*TASK INPUTS*.
>> START

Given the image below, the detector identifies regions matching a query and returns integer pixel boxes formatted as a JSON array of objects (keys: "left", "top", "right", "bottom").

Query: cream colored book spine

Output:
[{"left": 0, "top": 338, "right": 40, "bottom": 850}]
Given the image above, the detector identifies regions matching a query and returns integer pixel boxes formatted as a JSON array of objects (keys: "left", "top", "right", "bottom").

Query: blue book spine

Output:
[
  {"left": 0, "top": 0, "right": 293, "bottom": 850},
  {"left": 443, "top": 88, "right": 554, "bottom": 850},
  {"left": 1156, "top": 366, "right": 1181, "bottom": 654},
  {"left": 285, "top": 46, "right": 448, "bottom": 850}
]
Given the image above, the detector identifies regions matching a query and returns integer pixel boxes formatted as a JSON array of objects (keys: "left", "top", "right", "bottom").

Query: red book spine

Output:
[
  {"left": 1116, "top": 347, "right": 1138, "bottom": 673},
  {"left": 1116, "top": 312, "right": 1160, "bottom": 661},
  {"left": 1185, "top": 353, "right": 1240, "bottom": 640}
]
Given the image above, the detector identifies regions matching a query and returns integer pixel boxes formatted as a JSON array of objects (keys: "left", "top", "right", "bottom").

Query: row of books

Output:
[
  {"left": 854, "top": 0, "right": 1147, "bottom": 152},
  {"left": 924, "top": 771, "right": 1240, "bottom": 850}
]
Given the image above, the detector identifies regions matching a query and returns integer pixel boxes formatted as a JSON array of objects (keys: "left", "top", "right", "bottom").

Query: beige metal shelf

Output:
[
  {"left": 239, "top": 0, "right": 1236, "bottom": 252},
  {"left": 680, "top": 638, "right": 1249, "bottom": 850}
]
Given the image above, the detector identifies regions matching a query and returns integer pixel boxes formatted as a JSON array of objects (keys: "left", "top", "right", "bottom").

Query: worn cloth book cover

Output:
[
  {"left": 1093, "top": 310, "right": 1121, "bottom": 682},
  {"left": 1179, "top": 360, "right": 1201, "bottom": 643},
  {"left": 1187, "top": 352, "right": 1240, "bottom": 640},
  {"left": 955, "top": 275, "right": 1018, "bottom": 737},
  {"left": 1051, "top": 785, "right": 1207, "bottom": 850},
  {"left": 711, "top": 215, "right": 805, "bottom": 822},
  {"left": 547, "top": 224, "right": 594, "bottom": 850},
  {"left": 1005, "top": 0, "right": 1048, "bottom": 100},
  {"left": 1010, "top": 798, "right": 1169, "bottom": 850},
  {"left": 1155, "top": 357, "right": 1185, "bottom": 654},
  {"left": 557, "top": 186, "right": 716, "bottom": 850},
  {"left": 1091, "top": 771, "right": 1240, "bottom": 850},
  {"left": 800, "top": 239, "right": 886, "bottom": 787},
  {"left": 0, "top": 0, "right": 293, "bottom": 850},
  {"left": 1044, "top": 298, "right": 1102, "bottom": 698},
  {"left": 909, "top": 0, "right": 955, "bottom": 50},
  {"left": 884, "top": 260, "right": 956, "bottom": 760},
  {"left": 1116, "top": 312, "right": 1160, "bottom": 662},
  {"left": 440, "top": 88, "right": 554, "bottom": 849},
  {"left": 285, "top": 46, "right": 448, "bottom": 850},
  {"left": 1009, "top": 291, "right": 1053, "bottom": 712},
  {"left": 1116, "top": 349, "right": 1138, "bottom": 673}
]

>> END

*EXERCISE DETAILS*.
Extract all lines as given.

*FULL OUTPUT*.
Given the image below, the detector identifies regions matching a query and returns integer pixel boxes formatted as a JSON array of objects (keys: "left", "top", "right", "bottom").

Query: cream colored book spine

Output:
[{"left": 0, "top": 338, "right": 40, "bottom": 850}]
Given the image above, the detector identifies regions matching a query and returns integer pixel boxes formatted as a JSON array of objects (keys: "left", "top", "right", "bottom").

Query: blue book spine

Output:
[
  {"left": 0, "top": 0, "right": 293, "bottom": 850},
  {"left": 443, "top": 88, "right": 554, "bottom": 850},
  {"left": 1156, "top": 366, "right": 1181, "bottom": 654},
  {"left": 285, "top": 46, "right": 448, "bottom": 850}
]
Given the image above, the detector identifies regions matching a query and returns integer pixel boxes formatted as a JSON array of objects (keys: "left", "top", "right", "bottom").

Query: red book spine

Output:
[
  {"left": 1116, "top": 347, "right": 1138, "bottom": 673},
  {"left": 1116, "top": 312, "right": 1160, "bottom": 661},
  {"left": 1185, "top": 353, "right": 1240, "bottom": 640}
]
Given the image above, the detector identifies regions matching a query and returns integer pixel boxes formatted as a JSON array of objects (keys: "left", "top", "right", "bottom").

Query: row of books

Output:
[
  {"left": 854, "top": 0, "right": 1147, "bottom": 152},
  {"left": 924, "top": 771, "right": 1240, "bottom": 850}
]
Given the image above, the detector identifies regions matching a query and returns integer pixel boxes formatted as a JSON array of objects (keys: "left", "top", "right", "bottom").

Query: beige metal shelf

Output:
[
  {"left": 239, "top": 0, "right": 1236, "bottom": 252},
  {"left": 680, "top": 638, "right": 1249, "bottom": 850}
]
Given the image above, the detector identifies regions matching a query and returns integer pixel boxes formatted as a JSON array of objects (keys: "left", "top", "right", "bottom").

Query: worn cloth book cover

Output:
[
  {"left": 1093, "top": 310, "right": 1121, "bottom": 682},
  {"left": 1179, "top": 360, "right": 1201, "bottom": 643},
  {"left": 1187, "top": 352, "right": 1240, "bottom": 640},
  {"left": 955, "top": 275, "right": 1018, "bottom": 737},
  {"left": 1051, "top": 785, "right": 1207, "bottom": 850},
  {"left": 711, "top": 215, "right": 805, "bottom": 822},
  {"left": 547, "top": 224, "right": 594, "bottom": 850},
  {"left": 1005, "top": 0, "right": 1048, "bottom": 100},
  {"left": 1010, "top": 798, "right": 1169, "bottom": 850},
  {"left": 1155, "top": 357, "right": 1185, "bottom": 654},
  {"left": 557, "top": 186, "right": 716, "bottom": 850},
  {"left": 1091, "top": 771, "right": 1240, "bottom": 850},
  {"left": 800, "top": 239, "right": 886, "bottom": 787},
  {"left": 0, "top": 0, "right": 293, "bottom": 850},
  {"left": 1044, "top": 298, "right": 1102, "bottom": 698},
  {"left": 909, "top": 0, "right": 955, "bottom": 50},
  {"left": 884, "top": 260, "right": 956, "bottom": 760},
  {"left": 1116, "top": 312, "right": 1160, "bottom": 662},
  {"left": 440, "top": 88, "right": 554, "bottom": 849},
  {"left": 285, "top": 46, "right": 448, "bottom": 850},
  {"left": 1009, "top": 291, "right": 1053, "bottom": 712},
  {"left": 1116, "top": 349, "right": 1138, "bottom": 673}
]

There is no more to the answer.